DATA FOR ANALYSIS:
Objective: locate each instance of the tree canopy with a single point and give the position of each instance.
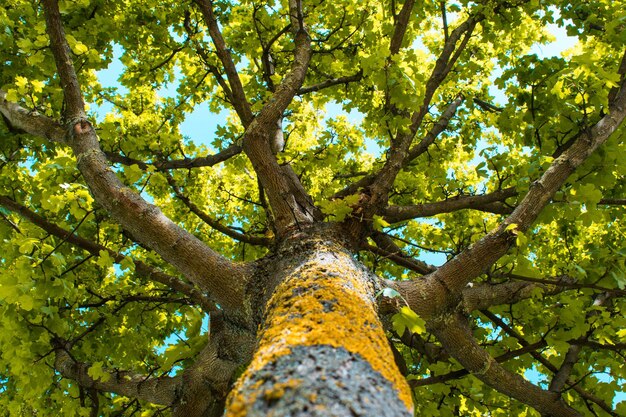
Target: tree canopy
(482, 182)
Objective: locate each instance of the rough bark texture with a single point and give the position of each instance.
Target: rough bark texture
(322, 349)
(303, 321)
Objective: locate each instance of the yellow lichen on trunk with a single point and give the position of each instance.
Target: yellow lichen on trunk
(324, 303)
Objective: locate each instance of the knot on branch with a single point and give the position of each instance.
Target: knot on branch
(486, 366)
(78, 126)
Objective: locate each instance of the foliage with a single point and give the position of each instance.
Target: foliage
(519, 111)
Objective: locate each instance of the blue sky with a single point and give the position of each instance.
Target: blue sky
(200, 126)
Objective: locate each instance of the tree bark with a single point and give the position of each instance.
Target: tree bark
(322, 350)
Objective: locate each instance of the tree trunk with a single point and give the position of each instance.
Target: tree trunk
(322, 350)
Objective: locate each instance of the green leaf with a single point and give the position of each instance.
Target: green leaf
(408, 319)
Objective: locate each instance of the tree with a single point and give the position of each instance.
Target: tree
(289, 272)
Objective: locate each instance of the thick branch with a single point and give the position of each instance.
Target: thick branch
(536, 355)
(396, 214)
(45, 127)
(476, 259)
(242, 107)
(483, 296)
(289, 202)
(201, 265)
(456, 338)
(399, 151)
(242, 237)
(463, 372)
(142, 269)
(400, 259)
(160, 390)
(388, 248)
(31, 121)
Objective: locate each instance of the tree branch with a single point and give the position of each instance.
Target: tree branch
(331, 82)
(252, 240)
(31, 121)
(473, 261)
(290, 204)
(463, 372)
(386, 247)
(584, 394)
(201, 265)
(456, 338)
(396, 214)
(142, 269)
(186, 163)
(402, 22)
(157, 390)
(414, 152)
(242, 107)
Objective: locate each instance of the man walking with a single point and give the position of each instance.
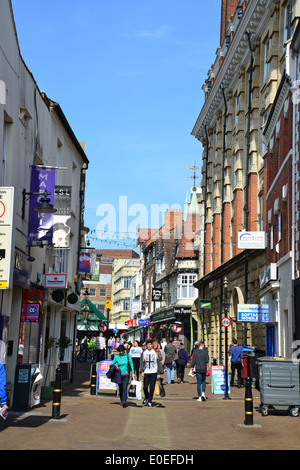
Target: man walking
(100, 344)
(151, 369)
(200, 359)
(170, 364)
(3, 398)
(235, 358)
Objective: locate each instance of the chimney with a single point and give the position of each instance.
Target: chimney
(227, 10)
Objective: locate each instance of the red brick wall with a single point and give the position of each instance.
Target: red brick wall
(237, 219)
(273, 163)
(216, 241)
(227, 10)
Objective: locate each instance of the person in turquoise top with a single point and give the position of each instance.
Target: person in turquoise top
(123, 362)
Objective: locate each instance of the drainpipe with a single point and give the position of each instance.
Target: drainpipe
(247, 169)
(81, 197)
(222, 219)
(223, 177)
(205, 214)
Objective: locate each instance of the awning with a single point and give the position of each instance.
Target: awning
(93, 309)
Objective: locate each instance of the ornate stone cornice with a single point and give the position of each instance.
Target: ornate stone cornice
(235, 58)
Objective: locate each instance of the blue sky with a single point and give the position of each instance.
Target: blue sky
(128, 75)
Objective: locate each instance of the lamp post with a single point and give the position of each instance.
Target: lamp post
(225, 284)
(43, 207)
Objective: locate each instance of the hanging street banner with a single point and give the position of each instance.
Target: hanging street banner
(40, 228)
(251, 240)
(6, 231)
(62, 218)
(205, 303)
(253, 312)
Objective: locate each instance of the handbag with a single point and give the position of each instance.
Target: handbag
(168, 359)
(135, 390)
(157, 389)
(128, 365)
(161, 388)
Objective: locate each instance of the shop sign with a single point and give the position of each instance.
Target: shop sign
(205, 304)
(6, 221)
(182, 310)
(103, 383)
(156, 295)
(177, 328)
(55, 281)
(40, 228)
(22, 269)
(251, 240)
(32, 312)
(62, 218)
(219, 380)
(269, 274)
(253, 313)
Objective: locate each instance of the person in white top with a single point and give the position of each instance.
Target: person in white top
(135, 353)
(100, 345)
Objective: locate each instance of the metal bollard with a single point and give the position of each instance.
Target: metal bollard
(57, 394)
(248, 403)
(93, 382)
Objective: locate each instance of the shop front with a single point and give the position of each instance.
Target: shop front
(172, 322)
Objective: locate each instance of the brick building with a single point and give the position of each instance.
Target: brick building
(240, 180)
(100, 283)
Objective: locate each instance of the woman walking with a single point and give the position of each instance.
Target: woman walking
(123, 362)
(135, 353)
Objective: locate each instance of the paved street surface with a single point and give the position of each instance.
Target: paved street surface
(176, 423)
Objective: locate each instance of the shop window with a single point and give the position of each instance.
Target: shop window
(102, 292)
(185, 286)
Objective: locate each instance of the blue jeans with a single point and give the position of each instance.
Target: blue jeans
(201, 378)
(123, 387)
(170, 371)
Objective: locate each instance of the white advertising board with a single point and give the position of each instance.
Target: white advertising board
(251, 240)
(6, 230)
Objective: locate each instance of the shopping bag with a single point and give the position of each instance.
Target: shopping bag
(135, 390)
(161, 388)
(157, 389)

HOW TO COMPLETE THIS TASK: In the entries above, find the line with "Objective: locate each instance of the blue jeans", then retype it and every line after it exactly.

ANSWER TO THIS EXERCISE:
Objective: locate each instance of the blue jeans with a single point and give the position of each instance.
Target: blue jeans
(201, 378)
(123, 387)
(170, 371)
Objective: locate each instance of the white advertising board with a single point and give the position of each instance.
Target: white advertising board
(251, 240)
(6, 230)
Objective: locate each instance of the shopping bag with a single point and give the position of each instance.
Target: shopping bag
(135, 390)
(161, 388)
(157, 389)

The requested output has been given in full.